[Data in this exercise]
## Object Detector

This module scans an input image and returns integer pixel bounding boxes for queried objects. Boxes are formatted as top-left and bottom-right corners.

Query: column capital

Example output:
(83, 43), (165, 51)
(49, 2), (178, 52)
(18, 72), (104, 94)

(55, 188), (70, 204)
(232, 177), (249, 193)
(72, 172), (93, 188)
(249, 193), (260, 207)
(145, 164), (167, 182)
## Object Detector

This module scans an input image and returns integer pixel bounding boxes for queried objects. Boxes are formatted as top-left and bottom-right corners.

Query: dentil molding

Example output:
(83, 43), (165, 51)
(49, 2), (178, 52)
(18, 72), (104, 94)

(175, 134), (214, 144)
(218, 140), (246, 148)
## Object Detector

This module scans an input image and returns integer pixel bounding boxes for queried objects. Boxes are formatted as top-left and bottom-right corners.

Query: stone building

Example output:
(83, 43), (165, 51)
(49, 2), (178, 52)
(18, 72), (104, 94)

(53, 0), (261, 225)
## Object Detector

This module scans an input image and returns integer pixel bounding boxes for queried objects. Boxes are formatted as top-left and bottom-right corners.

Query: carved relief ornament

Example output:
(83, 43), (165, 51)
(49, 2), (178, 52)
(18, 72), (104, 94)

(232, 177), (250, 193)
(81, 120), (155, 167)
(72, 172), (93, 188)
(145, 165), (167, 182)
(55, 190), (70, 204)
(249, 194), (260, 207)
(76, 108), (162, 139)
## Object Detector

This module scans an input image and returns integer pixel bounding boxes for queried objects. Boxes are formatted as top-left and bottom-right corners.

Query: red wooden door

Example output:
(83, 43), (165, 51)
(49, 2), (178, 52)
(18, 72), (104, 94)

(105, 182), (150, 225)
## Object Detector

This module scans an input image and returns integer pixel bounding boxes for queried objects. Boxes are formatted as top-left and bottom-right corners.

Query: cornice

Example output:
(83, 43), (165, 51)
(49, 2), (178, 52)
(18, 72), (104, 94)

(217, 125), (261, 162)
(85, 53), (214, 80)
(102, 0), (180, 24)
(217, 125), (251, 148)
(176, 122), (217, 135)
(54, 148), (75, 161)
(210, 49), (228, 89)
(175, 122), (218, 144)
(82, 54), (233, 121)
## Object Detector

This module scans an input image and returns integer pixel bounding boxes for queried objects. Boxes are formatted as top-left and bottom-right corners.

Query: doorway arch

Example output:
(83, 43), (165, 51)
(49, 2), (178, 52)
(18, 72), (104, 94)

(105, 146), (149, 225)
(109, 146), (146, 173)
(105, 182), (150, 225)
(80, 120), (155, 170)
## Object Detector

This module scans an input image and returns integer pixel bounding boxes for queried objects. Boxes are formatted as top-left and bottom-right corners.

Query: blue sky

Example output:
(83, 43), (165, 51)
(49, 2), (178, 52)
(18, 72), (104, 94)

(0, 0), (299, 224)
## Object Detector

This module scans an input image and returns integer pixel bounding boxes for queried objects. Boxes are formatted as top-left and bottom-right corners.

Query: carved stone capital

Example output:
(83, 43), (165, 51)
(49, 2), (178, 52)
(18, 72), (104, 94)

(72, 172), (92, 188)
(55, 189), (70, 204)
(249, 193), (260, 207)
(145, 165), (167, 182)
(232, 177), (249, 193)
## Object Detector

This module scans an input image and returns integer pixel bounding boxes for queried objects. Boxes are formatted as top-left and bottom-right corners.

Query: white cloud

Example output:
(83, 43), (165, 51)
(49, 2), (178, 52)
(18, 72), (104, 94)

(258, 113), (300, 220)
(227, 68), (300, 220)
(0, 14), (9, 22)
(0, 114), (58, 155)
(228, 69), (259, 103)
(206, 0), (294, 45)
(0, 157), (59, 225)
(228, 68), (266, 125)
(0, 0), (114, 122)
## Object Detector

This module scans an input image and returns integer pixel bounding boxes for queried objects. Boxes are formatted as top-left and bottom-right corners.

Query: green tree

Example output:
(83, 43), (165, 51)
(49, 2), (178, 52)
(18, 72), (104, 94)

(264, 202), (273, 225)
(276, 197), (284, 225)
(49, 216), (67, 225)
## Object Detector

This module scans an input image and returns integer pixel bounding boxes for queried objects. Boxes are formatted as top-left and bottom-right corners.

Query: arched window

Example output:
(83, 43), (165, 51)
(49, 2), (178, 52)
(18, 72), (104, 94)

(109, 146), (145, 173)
[/Data in this exercise]
Exercise:
All of the records above are to be set down again exactly.

Written response:
## Object Detector

This module scans an input image and returns integer pixel bounding boxes for queried objects. Boxes are formatted as top-left and bottom-right corners.

Query: column capital

Example output:
(83, 43), (165, 51)
(49, 2), (178, 52)
(18, 72), (104, 94)

(55, 188), (70, 204)
(232, 177), (249, 193)
(72, 172), (93, 188)
(249, 193), (260, 207)
(145, 164), (167, 182)
## Object Detector

This module scans an input image and returns integer pixel bounding boxes for queried objects. Boxes are formatted as top-left and bottom-right corners.

Query: dentil molding

Example output:
(83, 43), (165, 51)
(49, 2), (178, 52)
(18, 72), (104, 94)

(175, 134), (214, 144)
(218, 140), (246, 148)
## Object Detector

This module scans an input image and returns integer pixel bounding boxes for queried objects. Boxes are formatted as top-left and bottom-right corners.

Query: stone building

Example output:
(83, 43), (165, 51)
(49, 2), (178, 52)
(18, 72), (104, 94)

(53, 0), (261, 225)
## Object Detector

This module scans an input image and returns integer pixel bounding boxes for queried objects. Boxes are formatted as top-left and bottom-right corners.

Query: carved relief ornament

Example output:
(83, 43), (165, 51)
(49, 2), (178, 52)
(18, 72), (104, 94)

(232, 177), (250, 193)
(81, 120), (155, 167)
(72, 172), (93, 188)
(145, 165), (167, 182)
(55, 190), (70, 204)
(249, 194), (260, 207)
(76, 108), (162, 139)
## Object Detector

This module scans an input image and returns integer pixel bounding boxes for queried objects. Boxes are formatted as top-left and bottom-right corners.

Query: red wooden door

Example output:
(83, 43), (165, 51)
(49, 2), (178, 52)
(18, 72), (104, 94)

(105, 182), (150, 225)
## Object Detector

This module scans an input image and returns integer pixel bounding boxes for queried objects. Boxes are formatted as top-left and bottom-right corners.

Query: cornice

Example output:
(83, 43), (165, 51)
(49, 2), (178, 52)
(18, 72), (104, 94)

(217, 125), (261, 162)
(85, 53), (214, 80)
(102, 0), (180, 24)
(217, 125), (251, 148)
(176, 122), (217, 135)
(54, 148), (75, 161)
(210, 49), (228, 89)
(175, 122), (218, 144)
(82, 54), (233, 121)
## Object Detector

This module scans an input image and returns integer pixel bounding boxes for queried objects. Boxes are formatted as top-left and bottom-right corners.

Query: doorway arch

Example output:
(83, 43), (165, 51)
(49, 2), (178, 52)
(18, 72), (104, 94)

(105, 146), (149, 225)
(109, 146), (146, 173)
(105, 182), (150, 225)
(80, 120), (155, 170)
## Object Detector

This module scans an input image and returns integer pixel bounding boxes for queried objects. Boxes are formatted as top-left and bottom-right corners.

Query: blue sky

Example output:
(83, 43), (165, 51)
(49, 2), (178, 52)
(18, 72), (104, 94)

(0, 0), (299, 224)
## Object Detector

This module scans an input image and returns integer pixel bounding boxes for queried objects. Boxes are formatted as top-left and bottom-right corners.

Query: carved stone capital

Example output:
(83, 43), (165, 51)
(49, 2), (178, 52)
(18, 72), (104, 94)

(72, 172), (92, 188)
(55, 189), (70, 204)
(249, 193), (260, 207)
(145, 165), (167, 182)
(232, 177), (249, 193)
## Object Detector

This module scans an input image and returns integer pixel bounding boxes for queried objects. Boxes are formatted as top-left and bottom-right corners.

Query: white cloud

Example output:
(83, 43), (165, 51)
(49, 2), (178, 52)
(18, 72), (104, 94)

(258, 113), (300, 220)
(227, 68), (300, 220)
(0, 14), (9, 22)
(0, 114), (58, 155)
(228, 69), (259, 103)
(206, 0), (294, 45)
(0, 157), (59, 225)
(228, 68), (266, 125)
(0, 0), (114, 122)
## Object Detector

This module scans an input image and returns integer pixel bounding boxes for queried objects. Boxes are formatted as top-left and bottom-right corners.

Query: green tree

Example output:
(83, 43), (165, 51)
(49, 2), (178, 52)
(18, 72), (104, 94)

(264, 202), (273, 225)
(276, 197), (284, 225)
(49, 216), (67, 225)
## Object Detector

This module scans an input image and returns integer pixel bounding boxes for queried objects. Boxes are formatted as top-left and bottom-right corners.

Query: arched window

Example output:
(83, 43), (165, 51)
(49, 2), (178, 52)
(18, 72), (104, 94)

(109, 146), (145, 173)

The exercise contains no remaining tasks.